◆ Problem to work on:
In the entries that follow, say how many lines contain the string "white". Give no other words.

◆ Dataset records:
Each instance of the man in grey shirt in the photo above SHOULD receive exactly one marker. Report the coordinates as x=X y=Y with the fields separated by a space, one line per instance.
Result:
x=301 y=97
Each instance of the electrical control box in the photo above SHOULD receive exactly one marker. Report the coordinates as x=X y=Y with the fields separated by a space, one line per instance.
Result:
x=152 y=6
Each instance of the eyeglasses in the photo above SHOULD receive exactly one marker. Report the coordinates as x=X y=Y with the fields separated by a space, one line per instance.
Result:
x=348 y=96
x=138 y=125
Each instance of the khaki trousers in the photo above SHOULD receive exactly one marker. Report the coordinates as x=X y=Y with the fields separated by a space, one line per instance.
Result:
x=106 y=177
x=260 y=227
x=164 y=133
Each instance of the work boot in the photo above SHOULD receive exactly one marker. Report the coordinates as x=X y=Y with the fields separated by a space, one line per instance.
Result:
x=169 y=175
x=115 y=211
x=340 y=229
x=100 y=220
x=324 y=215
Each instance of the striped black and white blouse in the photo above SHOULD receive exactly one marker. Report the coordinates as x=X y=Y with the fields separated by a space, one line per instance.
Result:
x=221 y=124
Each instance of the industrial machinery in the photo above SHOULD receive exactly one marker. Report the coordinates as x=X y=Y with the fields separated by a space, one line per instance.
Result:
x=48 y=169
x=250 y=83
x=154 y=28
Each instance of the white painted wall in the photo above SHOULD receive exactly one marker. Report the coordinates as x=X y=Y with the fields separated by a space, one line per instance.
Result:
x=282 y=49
==
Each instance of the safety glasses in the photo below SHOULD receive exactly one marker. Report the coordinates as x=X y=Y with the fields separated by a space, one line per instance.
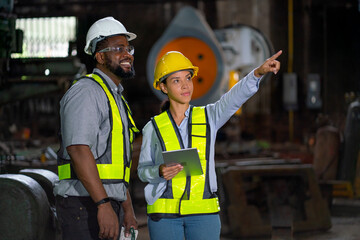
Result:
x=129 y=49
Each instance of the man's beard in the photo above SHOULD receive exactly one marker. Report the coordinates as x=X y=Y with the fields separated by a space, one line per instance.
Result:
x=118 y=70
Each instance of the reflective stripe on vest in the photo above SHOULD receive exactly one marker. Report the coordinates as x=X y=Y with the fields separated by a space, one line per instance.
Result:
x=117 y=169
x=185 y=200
--
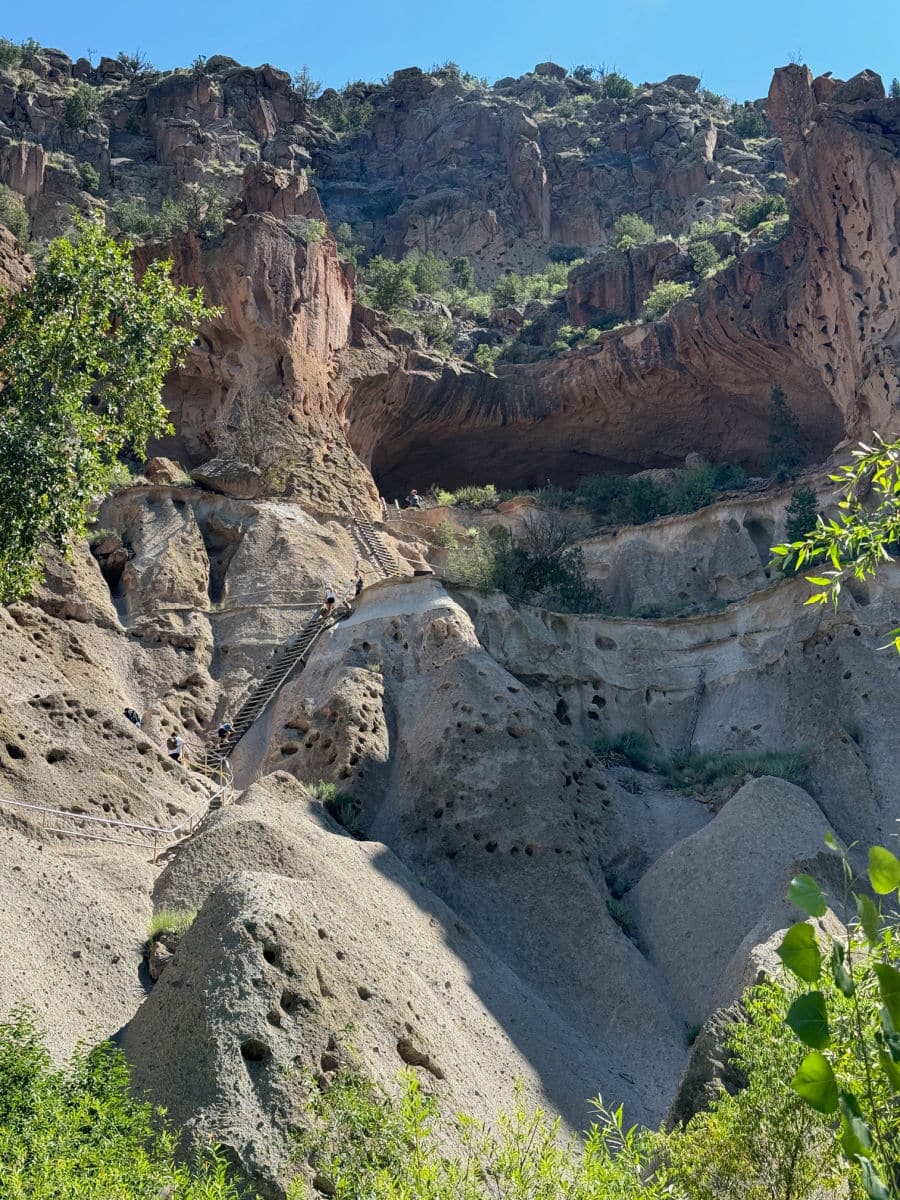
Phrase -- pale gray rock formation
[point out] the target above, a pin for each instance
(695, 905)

◆ Solution to the exercise:
2